** Start TEXT SHOWN **

In the wake of the terrorist attacks in Mumbai, earlier this week, the president of Pakistan Asif Ali Zardari wrote an op-ed in The New York Times urging India and Pakistan to work together to battle terrorism. He argued that terrorists are out to destroy Pakistan and that India and Pakistan have a shared interest in combating terrorism. That is an argument hard to argue with.
In the op-ed, Zardari however makes the claim, often repeated by Pakistani leaders, that terrorism was brought into Pakistan during the Afghan-Soviet war in the 1980s. Zardari writes:
These militants did not arise from whole cloth. Pakistan was an ally of the West throughout the cold war. The world worked to exploit religion against the Soviet Union in Afghanistan by empowering the most fanatic extremists as an instrument of destruction of a superpower. The strategy worked, but its legacy was the creation of an extremist militia with its own dynamic.
Zardari makes the same false claim that his predecessor, General Pervez Musharraf, has made numerous times in trying to point the finger at the West for a terrorism problem that is very much homegrown in Pakistan. Zardari, the son-in-law of Zulfikar Ali Bhutto, should know better (and certainly does).
It is often argued that terrorists have support of "rogue" elements of Pakistan’s powerful military intelligence agency, the Directorate of Inter-Services Intelligence (ISI). It is often argued that the ISI is a "state within a state". The argument is that these terrorists are acting outside of the control of their masters in the ISI. However, it is clear from a look at Pakistani history that for most of the past half century the Pakistani government has used Islamists as an extension of the Pakistan military. Islamists, and terrorism, has been a government sanctioned component of Pakistani military doctrine since the inception of the Pakistani state. In every military conflict Pakistan has been engaged in since its inception, the Pakistani government has employed Islamists alongside its regular military forces to wage war.
In August 1965, the Pakistani military launched "Operation Gibraltar". Pakistani army soldiers, special forces units, and Islamist "mujahideen" infiltrated Indian-held Kashmir in an attempt to incite an insurgency by Kashmiri Muslims against India. The plan failed miserably. The Kashmiri Muslims did not rise up against the Indian government and no large-scale guerilla warfare took place to "liberate" Kashmir. In its counterattack, India launched a full scale war on Pakistan in what has become known as the Indo-Pakistan War of 1965.
In many ways, the Pakistani military’s attempt to incorporate Islamists into war planning was met with failure in 1965. By 1971, however, the military and the Islamists had learnt to work together as a more cohesive and successful killing machine.

** End TEXT SHOWN **
** Start STORED DATA **

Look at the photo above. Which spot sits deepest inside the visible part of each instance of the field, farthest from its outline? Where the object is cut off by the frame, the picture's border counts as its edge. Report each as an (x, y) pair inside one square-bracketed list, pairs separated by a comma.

** End STORED DATA **

_EXERCISES_
A: In the commentary on Pakistan and terrorism, copy out everything from "In the wake" down to "to argue with.".
B: Turn the paragraph of the commentary on Pakistan and terrorism that begins "In August 1965" into a short bulleted list that keeps its main facts.
Nothing in the listing is needed here.

_COMPLETE ANSWERS_
A:
In the wake of the terrorist attacks in Mumbai, earlier this week, the president of Pakistan Asif Ali Zardari wrote an op-ed in The New York Times urging India and Pakistan to work together to battle terrorism. He argued that terrorists are out to destroy Pakistan and that India and Pakistan have a shared interest in combating terrorism. That is an argument hard to argue with.

B:
- In August 1965, the Pakistani military launched "Operation Gibraltar."
- Pakistani army soldiers, special forces units, and Islamist "mujahideen" infiltrated Indian-held Kashmir to incite an insurgency by Kashmiri Muslims against India.
- The plan failed. Kashmiri Muslims did not rise up, and no large-scale guerrilla war took place.
- In its counterattack, India launched a full-scale war on Pakistan, now known as the Indo-Pakistan War of 1965.